■ QUOTED PASSAGE:
============================================================

| Date: | Fri, 3 Mar 2006 14:37:54 -0800 |
| Reply-To: | David L Cassell <davidlcassell@MSN.COM> |
| Sender: | "SAS(r) Discussion" <SAS-L@LISTSERV.UGA.EDU> |
| From: | David L Cassell <davidlcassell@MSN.COM> |
| Subject: | Re: Strange Error |
| In-Reply-To: | <200603031740.k23FnHrQ012332@mailgw.cc.uga.edu> |
| Content-Type: | text/plain; format=flowed |
|---|
rushi.b.patel@GMAIL.COM wrote back:
>Thanks for your valuable comments and the code. It works fine. I can
>automate a lot of stuff with that and is more flexible than the clumsy
>code that I coded. Plus a valuable lesson in Macro Design is learned.
>
>One question though..
>
>Is there a one pass solution if I am interested in having percentage
>of weighted missings..

============================================================

■ DIRECTIONS:
a – What is the subject line of the email message?
b – Return every line of the listing that contains the string "green".

■ Object position labeling entries:
============================================================

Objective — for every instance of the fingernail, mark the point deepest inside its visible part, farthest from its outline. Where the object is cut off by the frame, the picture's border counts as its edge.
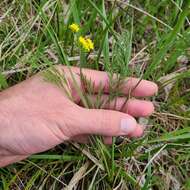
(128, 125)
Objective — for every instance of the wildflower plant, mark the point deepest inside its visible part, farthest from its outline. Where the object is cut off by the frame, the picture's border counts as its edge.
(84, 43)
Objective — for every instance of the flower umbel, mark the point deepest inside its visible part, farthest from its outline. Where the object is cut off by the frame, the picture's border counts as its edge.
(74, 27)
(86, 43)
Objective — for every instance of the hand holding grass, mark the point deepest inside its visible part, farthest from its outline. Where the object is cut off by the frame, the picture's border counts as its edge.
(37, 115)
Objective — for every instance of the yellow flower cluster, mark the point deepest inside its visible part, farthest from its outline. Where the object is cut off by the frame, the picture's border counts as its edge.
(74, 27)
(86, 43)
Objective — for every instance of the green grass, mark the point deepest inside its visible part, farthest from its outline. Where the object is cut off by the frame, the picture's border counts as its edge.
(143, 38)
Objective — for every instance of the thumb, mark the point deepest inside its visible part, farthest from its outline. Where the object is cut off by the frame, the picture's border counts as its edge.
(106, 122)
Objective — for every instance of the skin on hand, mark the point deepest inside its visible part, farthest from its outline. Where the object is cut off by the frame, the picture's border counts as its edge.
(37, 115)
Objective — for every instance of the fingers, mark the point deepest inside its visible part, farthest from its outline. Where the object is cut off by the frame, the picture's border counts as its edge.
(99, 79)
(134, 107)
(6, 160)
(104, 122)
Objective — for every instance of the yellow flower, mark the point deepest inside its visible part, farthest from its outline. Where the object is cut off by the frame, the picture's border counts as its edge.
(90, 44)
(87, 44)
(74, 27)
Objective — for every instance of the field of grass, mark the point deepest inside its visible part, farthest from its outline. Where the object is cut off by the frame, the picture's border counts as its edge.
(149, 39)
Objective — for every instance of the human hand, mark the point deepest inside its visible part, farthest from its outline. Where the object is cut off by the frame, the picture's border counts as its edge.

============================================================

■ TASK-BY-TASK ANSWERS:
a – Re: Strange Error

b –
Objective — for every instance of the green grass, mark the point deepest inside its visible part, farthest from its outline. Where the object is cut off by the frame, the picture's border counts as its edge.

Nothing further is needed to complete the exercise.